#### TEXT ZUM LESEN

Sie sitzen jetzt in der Zwickmühle. Einerseits möchten Sie Frau Mohns neue Autorität, Lösungen für fachliche Probleme alleine durchsetzen zu können, nicht untergraben. Andererseits möchten Sie sicherstellen, dass alles reibungslos läuft und Ihr Projekt erfolgreich ist. Was sollen Sie tun?
Die einzige Antwort, die Sie Herrn Jahn geben können, lautet: Tun Sie, was Frau Mohn gesagt hat.
Was wäre, wenn Sie Herrn Jahn sagen würden: Ja. Frau Mohns Lösung klingt gut? – Es würde nicht genügen. Indem Sie erklären, dass Sie Frau Mohns Lösung gut finden, untergraben Sie ihre Autorität, diese Entscheidung alleine treffen zu können! Vielleicht wollten Sie Herrn Jahn lediglich signalisieren, dass Sie volles Vertrauen in Frau Mohns Fähigkeiten, eine Lösung zu finden, haben, und dass ihr Vorschlag zeigt, dass sie ein gutes Urteilsvermögen hat. Tatsächlich lasst Ihre Reaktion aber darauf schließen, dass Sie noch immer die Entscheidungsgewalt haben, da Sie gerade Frau Mohns Entscheidung bestätigt haben und nicht ihre Autorität, ihre Entscheidungen selbst fällen zu können.
Sie möchten die Autorität, die Sie delegiert haben, gerne bekräftigen, aber Sie möchten auch, dass Ihr Projekt ein Erfolg wird. Wie sollten Sie sich dann in den folgenden Situationen verhalten?
✓ Sie sind mit Frau Mohns Empfehlung nicht einverstanden. Wenn Sie befürchten, dass Frau Mohns Vorgehensweise katastrophale Folgen haben wird, müssen Sie Herrn Jahn sagen, dass er warten soll, bis Sie die Sache mit Frau Mohn besprochen haben. In diesem Fall ist es wichtiger, die Firma zu schützen, als die Delegation der Autorität durchzusetzen.
In allen anderen Fällen aber müssen Sie Herrn Jahn sagen, dass er so vorgehen soll, wie Frau Mohn gesagt hat. weil sie diejenige ist. die die Entscheidung fällt. Hier ein paar Gründe dafür, auch wenn Sie nicht hundertprozentig mit ihrer Entscheidung einverstanden sind:
• Möglicherweise weiß sie mehr Liber den Sachverhalt, als Sie aus dem Gespräch mit Herrn Jahn erfahren haben.

########

• _AUFGABEN_:
- A) Fassen Sie den Absatz im Text über die Delegation von Autorität, der mit „Sie sitzen jetzt in der Zwickmühle“ beginnt, kürzer zusammen und behalten Sie dabei seine wesentlichen Aussagen bei.
- B) Beantworten Sie anhand des Textes über die Delegation von Autorität die folgenden Fragen jeweils in einer Zeile:
(i) Welche einzige Antwort können Sie Herrn Jahn geben?
(ii) Was untergraben Sie, wenn Sie erklären, dass Sie Frau Mohns Lösung gut finden?
(iii) Was ist wichtiger, wenn Sie katastrophale Folgen von Frau Mohns Vorgehensweise befürchten?
- C) Schreiben Sie den Text über die Delegation von Autorität im Anschluss an seinen letzten Satz weiter.

#### EXTRAHIERTE EINTRÄGE

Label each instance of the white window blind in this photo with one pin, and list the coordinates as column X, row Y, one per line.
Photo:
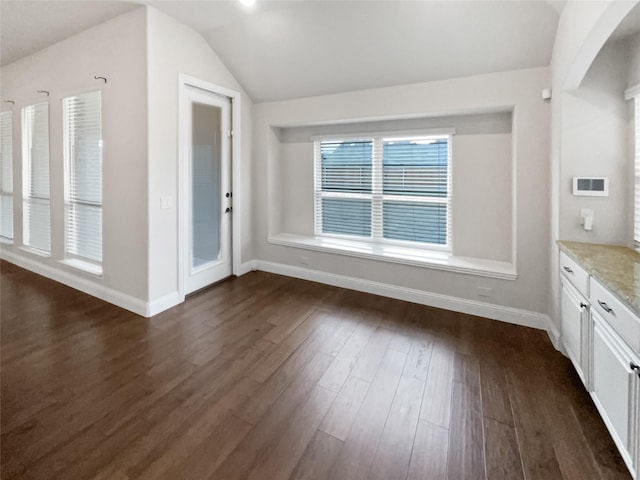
column 83, row 176
column 35, row 177
column 386, row 190
column 6, row 174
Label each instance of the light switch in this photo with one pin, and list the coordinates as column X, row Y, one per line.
column 166, row 202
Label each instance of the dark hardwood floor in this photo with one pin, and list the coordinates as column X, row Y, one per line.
column 266, row 377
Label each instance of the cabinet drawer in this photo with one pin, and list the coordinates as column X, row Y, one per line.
column 621, row 319
column 575, row 273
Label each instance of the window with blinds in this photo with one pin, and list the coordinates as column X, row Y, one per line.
column 386, row 190
column 6, row 175
column 82, row 125
column 35, row 177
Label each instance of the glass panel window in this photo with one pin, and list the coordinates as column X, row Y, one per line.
column 35, row 176
column 83, row 176
column 385, row 190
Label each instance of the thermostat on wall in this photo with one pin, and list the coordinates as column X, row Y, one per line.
column 591, row 186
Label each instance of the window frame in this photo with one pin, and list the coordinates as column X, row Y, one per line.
column 8, row 193
column 27, row 179
column 377, row 196
column 69, row 258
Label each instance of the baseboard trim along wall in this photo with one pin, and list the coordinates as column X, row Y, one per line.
column 78, row 282
column 161, row 304
column 501, row 313
column 148, row 309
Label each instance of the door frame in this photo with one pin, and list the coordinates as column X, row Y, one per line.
column 185, row 81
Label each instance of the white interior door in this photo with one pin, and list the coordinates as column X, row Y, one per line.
column 208, row 189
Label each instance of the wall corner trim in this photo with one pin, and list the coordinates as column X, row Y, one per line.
column 72, row 280
column 501, row 313
column 163, row 303
column 245, row 267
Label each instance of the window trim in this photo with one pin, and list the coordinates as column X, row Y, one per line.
column 5, row 239
column 26, row 168
column 70, row 259
column 377, row 196
column 404, row 256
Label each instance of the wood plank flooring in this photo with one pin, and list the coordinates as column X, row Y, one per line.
column 265, row 377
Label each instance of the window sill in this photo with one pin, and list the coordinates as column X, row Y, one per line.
column 401, row 255
column 87, row 267
column 35, row 251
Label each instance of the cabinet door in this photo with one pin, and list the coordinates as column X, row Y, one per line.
column 572, row 331
column 613, row 387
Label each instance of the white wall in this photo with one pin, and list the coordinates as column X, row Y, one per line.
column 594, row 141
column 633, row 78
column 583, row 29
column 117, row 50
column 519, row 90
column 173, row 48
column 481, row 179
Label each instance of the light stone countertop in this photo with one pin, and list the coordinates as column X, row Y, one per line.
column 615, row 267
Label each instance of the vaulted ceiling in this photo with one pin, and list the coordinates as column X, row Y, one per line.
column 289, row 49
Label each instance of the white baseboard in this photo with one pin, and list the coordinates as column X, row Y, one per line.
column 78, row 282
column 246, row 267
column 495, row 312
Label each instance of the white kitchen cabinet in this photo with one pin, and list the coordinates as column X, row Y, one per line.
column 615, row 388
column 601, row 336
column 575, row 330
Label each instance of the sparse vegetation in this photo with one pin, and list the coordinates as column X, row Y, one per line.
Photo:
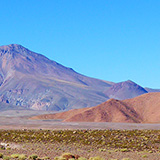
column 85, row 144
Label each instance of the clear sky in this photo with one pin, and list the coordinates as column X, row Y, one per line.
column 113, row 40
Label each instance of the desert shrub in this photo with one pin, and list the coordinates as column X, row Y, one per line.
column 6, row 158
column 33, row 156
column 82, row 158
column 144, row 156
column 44, row 158
column 22, row 157
column 1, row 155
column 68, row 156
column 14, row 156
column 96, row 158
column 124, row 150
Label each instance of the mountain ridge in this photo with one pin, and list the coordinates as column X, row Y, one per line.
column 135, row 110
column 33, row 81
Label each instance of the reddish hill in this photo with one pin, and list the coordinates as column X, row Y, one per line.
column 142, row 109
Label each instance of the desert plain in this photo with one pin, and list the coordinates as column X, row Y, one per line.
column 24, row 138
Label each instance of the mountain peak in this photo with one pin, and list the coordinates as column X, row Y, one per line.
column 13, row 48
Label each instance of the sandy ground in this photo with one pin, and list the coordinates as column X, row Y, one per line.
column 20, row 120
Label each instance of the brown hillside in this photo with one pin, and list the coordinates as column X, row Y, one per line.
column 147, row 105
column 142, row 109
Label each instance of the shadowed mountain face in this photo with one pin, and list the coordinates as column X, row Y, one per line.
column 32, row 81
column 141, row 109
column 125, row 90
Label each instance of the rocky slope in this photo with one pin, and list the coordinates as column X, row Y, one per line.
column 32, row 81
column 142, row 109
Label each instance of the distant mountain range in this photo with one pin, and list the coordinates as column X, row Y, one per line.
column 141, row 109
column 29, row 80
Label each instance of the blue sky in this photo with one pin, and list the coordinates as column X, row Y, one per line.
column 113, row 40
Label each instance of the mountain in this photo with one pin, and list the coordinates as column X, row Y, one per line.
column 125, row 90
column 141, row 109
column 32, row 81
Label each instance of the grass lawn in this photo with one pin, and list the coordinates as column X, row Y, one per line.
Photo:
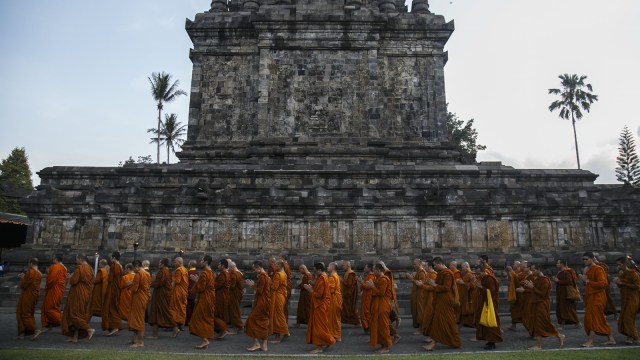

########

• _LÖSUNGEN_:
- A) Sie stecken in einer Zwickmühle. Frau Mohns neue Autorität, fachliche Probleme allein zu lösen, wollen Sie nicht untergraben. Zugleich soll alles reibungslos laufen und Ihr Projekt erfolgreich sein. Was tun Sie also?

- B)
(i) „Tun Sie, was Frau Mohn gesagt hat.“
(ii) Frau Mohns Autorität, diese Entscheidung alleine treffen zu können.
(iii) Die Firma zu schützen ist dann wichtiger, als die Delegation der Autorität durchzusetzen.

- C)
• Vielleicht hat sie einfach Recht und Sie Unrecht.
• Nehmen wir an, Ihre Lösung ist besser als Frau Mohns. Wie soll sie lernen, in der Zukunft bessere Lösungen zu finden, wenn Sie nicht mit ihr darüber sprechen, warum Sie mit ihrer Entscheidung nicht einverstanden sind?
• Wenn Frau Mohn glaubt, dass Sie jedes Mal einspringen, wenn sie eine falsche Entscheidung trifft, wird sie sich weniger Mühe geben, gleich heim ersten Mal die richtige Entscheidung zu treffen.
Sie können Frau Mohn zu einem späteren Zeitpunkt in einem Gespräch unter vier Augen fragen, warum sie die Entscheidung so getroffen hat, und ihr Ihre Überlegungen dazu erklären, falls Sie meinen, dass dies dann noch notwendig ist.
✓ Herr Jahns Anruf lässt darauf schließen, dass er eher ein grundsätzliches Problem damit hat, wie die Abläufe und Arbeitsbeziehungen im Team organisiert sind.
• Vielleicht haben Sie sich nicht klar genug ausgedrückt, als Sie Ihren Teammitgliedern die neuen Arbeitsbeziehungen erklärten. Erklären und bekräftigen Sie diese Herrn Jahn gegenüber noch einmal.
• Vielleicht hat Herr Jahn Frau Mohns Antwort nicht gefallen und er versucht hinter ihrem Rücken seine eigene Meinung durchzusetzen. Auch in diesem Fall müssen Sie noch einmal deutlich machen, dass es Frau Mohns Aufgabe ist, die Entscheidung zu fällen.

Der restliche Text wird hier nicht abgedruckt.